### EXERCISE GOAL
Everything from the line containing "Guideline: the keypoint for each instance of the white sneaker" through the last line of the records must be returned verbatim, and nothing outside that range.

START DATA SUPPLIED

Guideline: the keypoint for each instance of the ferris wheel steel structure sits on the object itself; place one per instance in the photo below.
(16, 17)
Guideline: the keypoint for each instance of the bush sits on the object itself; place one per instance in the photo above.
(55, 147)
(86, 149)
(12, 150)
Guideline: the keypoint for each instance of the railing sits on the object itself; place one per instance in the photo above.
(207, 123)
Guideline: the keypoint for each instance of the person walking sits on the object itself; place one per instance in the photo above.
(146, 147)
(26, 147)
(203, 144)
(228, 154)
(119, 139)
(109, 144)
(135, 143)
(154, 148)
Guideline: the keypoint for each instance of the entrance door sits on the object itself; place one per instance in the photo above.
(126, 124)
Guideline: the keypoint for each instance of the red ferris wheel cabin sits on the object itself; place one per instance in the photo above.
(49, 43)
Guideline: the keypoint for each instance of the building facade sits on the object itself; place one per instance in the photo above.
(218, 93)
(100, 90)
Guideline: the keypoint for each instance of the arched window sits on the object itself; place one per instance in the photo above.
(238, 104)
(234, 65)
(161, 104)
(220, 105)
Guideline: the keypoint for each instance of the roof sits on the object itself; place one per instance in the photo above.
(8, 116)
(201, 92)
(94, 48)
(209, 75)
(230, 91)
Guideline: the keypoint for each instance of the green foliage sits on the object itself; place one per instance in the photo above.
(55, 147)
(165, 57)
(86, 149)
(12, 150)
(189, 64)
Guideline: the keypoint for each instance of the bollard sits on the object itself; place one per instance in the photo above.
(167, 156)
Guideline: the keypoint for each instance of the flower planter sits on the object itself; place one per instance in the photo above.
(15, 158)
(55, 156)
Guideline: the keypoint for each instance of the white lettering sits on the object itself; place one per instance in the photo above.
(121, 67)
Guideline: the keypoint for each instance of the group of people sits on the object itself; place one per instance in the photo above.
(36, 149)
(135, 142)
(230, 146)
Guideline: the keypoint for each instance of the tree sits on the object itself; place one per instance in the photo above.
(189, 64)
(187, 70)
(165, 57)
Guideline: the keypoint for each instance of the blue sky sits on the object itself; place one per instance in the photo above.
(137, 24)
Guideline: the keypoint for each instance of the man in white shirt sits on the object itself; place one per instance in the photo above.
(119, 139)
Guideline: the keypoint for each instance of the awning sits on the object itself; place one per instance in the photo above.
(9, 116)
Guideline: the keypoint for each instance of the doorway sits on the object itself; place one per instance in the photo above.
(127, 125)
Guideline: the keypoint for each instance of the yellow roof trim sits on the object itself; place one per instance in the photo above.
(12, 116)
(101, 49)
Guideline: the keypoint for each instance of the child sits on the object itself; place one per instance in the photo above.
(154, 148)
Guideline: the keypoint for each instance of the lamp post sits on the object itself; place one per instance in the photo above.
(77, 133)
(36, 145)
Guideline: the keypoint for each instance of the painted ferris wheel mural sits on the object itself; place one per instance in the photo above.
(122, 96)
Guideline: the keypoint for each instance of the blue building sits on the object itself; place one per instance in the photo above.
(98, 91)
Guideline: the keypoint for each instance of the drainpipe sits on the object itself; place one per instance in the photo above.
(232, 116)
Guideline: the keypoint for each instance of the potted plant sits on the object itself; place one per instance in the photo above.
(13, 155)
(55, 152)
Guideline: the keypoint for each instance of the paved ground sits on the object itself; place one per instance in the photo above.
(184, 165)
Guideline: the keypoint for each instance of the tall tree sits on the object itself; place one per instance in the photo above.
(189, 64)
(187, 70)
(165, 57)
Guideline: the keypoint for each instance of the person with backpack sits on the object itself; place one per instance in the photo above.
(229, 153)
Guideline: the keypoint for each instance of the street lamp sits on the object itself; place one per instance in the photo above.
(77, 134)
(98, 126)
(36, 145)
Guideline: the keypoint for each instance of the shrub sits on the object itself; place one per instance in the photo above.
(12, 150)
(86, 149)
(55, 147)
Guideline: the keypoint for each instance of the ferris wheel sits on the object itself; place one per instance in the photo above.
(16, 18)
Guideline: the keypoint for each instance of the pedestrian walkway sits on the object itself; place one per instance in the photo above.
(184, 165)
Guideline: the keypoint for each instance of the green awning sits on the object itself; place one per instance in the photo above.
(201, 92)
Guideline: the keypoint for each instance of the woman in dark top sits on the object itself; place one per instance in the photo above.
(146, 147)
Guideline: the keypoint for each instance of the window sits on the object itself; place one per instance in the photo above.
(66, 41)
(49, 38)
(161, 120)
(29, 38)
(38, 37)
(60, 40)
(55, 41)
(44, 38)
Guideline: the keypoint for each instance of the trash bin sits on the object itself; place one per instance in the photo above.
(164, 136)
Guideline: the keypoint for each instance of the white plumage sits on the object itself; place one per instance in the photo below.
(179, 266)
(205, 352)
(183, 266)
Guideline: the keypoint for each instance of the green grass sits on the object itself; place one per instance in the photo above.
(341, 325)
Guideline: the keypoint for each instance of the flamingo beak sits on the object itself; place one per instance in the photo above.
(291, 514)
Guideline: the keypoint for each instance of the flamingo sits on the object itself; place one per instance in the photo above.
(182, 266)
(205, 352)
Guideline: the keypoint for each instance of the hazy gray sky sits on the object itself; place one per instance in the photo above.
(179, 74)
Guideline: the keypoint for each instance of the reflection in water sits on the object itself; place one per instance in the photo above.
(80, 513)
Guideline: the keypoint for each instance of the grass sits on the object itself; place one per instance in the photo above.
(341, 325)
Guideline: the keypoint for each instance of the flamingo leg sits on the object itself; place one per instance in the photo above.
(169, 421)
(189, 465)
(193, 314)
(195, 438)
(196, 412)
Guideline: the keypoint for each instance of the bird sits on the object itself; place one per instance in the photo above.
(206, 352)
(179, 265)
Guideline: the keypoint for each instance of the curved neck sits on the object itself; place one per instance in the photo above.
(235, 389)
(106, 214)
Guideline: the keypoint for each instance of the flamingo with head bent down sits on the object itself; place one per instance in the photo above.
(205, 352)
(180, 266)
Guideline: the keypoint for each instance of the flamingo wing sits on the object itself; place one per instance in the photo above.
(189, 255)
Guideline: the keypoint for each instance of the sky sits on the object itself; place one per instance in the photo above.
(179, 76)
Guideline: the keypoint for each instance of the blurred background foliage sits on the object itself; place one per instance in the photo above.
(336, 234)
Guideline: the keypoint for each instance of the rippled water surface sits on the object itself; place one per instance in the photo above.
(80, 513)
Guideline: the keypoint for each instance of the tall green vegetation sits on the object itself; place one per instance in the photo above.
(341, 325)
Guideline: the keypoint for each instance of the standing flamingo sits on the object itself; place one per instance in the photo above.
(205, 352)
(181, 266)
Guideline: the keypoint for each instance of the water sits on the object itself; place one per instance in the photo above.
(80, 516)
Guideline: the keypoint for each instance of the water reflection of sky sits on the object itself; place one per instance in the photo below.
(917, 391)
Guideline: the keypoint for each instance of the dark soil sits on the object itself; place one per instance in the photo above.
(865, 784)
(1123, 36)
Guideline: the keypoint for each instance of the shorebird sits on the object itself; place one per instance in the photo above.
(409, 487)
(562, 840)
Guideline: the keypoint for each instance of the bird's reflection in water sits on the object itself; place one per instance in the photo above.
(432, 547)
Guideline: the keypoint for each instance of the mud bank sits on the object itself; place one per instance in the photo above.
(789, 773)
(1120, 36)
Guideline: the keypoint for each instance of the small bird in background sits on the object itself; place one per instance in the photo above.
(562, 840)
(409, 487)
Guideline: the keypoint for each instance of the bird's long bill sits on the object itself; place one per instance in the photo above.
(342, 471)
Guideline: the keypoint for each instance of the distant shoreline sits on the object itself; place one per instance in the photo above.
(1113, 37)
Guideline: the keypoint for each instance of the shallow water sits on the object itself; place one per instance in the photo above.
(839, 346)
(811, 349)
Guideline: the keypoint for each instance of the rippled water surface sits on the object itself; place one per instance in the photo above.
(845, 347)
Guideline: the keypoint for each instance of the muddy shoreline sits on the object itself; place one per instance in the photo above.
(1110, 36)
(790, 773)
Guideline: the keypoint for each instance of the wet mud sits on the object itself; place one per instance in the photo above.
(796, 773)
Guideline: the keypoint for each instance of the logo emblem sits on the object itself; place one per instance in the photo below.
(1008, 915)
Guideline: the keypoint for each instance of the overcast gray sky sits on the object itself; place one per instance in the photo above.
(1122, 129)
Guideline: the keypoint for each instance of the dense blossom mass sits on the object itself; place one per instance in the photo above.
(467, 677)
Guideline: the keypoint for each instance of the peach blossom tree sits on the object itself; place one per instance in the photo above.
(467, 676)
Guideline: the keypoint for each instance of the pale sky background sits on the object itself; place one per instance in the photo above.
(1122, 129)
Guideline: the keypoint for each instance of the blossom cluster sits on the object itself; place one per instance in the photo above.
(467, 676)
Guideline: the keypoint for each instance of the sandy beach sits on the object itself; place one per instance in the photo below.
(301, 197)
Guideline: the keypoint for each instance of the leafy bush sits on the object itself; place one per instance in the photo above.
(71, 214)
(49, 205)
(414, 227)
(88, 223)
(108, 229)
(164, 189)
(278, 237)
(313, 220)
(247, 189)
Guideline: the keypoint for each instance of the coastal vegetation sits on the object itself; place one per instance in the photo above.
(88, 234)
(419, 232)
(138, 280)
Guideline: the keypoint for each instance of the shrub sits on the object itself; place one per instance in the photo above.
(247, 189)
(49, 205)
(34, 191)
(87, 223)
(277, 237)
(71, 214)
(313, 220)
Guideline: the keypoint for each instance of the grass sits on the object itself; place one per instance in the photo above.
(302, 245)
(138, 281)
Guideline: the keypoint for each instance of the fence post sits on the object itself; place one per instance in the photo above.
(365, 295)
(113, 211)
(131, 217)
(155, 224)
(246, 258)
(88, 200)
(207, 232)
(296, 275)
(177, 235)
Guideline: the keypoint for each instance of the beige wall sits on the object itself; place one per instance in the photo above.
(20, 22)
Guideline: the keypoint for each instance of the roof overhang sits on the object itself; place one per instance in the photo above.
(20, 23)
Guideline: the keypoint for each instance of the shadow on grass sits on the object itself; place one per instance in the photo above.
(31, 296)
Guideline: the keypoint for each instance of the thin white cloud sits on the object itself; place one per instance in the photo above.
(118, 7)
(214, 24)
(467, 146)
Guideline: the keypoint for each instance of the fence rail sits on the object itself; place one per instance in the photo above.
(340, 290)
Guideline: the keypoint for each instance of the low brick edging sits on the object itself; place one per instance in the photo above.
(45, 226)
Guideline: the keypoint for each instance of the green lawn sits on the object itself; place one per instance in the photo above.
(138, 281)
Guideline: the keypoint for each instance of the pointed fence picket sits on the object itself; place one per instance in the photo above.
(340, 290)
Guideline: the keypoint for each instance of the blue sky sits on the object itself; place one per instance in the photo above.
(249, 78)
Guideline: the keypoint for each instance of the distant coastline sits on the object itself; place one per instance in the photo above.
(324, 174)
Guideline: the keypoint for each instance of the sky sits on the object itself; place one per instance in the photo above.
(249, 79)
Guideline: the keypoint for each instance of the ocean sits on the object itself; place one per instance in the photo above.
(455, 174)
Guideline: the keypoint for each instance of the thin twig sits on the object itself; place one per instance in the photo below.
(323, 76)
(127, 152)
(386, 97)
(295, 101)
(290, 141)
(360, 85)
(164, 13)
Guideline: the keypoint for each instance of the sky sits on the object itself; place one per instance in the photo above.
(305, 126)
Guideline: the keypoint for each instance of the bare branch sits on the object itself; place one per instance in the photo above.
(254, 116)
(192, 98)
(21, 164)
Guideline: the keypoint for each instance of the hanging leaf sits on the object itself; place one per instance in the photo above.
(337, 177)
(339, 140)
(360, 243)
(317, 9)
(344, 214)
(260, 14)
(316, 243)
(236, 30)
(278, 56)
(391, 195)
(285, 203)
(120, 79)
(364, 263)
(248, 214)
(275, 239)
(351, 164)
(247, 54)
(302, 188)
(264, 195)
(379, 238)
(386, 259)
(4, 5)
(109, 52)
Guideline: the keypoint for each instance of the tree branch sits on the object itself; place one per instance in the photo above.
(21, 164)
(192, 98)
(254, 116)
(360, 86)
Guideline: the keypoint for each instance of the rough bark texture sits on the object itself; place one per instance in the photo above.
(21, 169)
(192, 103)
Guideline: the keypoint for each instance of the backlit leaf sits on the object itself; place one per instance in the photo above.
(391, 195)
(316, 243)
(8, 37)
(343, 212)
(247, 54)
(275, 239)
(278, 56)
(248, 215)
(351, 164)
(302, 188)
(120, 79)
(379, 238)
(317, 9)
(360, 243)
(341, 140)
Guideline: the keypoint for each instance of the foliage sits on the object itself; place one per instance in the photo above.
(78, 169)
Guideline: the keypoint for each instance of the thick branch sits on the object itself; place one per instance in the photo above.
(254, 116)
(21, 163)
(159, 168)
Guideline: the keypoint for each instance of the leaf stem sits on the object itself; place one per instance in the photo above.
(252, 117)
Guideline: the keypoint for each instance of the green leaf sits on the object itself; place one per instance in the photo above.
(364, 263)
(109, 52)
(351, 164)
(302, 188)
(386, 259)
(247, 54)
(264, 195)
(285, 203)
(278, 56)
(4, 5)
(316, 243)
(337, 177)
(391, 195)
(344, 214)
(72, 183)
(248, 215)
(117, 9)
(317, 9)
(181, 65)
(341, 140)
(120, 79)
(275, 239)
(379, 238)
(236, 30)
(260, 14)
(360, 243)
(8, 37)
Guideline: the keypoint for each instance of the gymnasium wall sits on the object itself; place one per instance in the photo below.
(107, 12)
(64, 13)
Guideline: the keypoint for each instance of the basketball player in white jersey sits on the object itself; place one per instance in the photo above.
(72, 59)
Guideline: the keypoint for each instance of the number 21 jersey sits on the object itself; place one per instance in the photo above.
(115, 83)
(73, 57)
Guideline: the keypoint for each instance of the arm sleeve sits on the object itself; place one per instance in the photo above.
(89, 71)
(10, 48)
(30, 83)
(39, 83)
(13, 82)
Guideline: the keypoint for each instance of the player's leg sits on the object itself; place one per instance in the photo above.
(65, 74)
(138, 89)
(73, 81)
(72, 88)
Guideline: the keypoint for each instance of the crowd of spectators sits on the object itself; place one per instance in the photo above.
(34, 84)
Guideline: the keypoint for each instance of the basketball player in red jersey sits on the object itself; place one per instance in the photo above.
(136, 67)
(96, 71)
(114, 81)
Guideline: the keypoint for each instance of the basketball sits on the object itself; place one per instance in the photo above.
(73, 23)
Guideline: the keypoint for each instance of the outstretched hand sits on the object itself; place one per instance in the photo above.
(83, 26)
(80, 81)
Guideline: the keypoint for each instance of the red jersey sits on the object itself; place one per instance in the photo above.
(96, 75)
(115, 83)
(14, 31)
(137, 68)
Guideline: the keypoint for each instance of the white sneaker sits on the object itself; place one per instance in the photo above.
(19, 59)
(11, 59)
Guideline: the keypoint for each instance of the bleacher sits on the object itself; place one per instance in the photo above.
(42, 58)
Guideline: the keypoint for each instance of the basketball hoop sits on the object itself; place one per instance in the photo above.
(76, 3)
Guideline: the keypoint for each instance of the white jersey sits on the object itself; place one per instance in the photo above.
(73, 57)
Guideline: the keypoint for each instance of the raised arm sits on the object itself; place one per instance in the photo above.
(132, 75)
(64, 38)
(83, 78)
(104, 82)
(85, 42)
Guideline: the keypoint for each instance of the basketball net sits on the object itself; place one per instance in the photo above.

END DATA SUPPLIED

### EXERCISE ANSWER
Guideline: the keypoint for each instance of the white sneaker sits on the object itself; place one per instance in the photo above.
(19, 59)
(11, 59)
Guideline: the keypoint for each instance of the bleacher sits on the object itself; place one per instance in the photo above.
(42, 58)
Guideline: the keypoint for each instance of the basketball hoop sits on the object itself; place one per instance in the photo above.
(76, 3)
Guideline: the keypoint for each instance of the white jersey sits on the object itself; place one per instance in the photo above.
(73, 57)
Guideline: the keypoint for each instance of the raised arm sits on the object itself; place one per instance in the photo above.
(132, 75)
(64, 38)
(83, 78)
(104, 82)
(85, 42)
Guideline: the keypoint for each instance of the basketball net sits on the object itself; place one per instance in the photo above.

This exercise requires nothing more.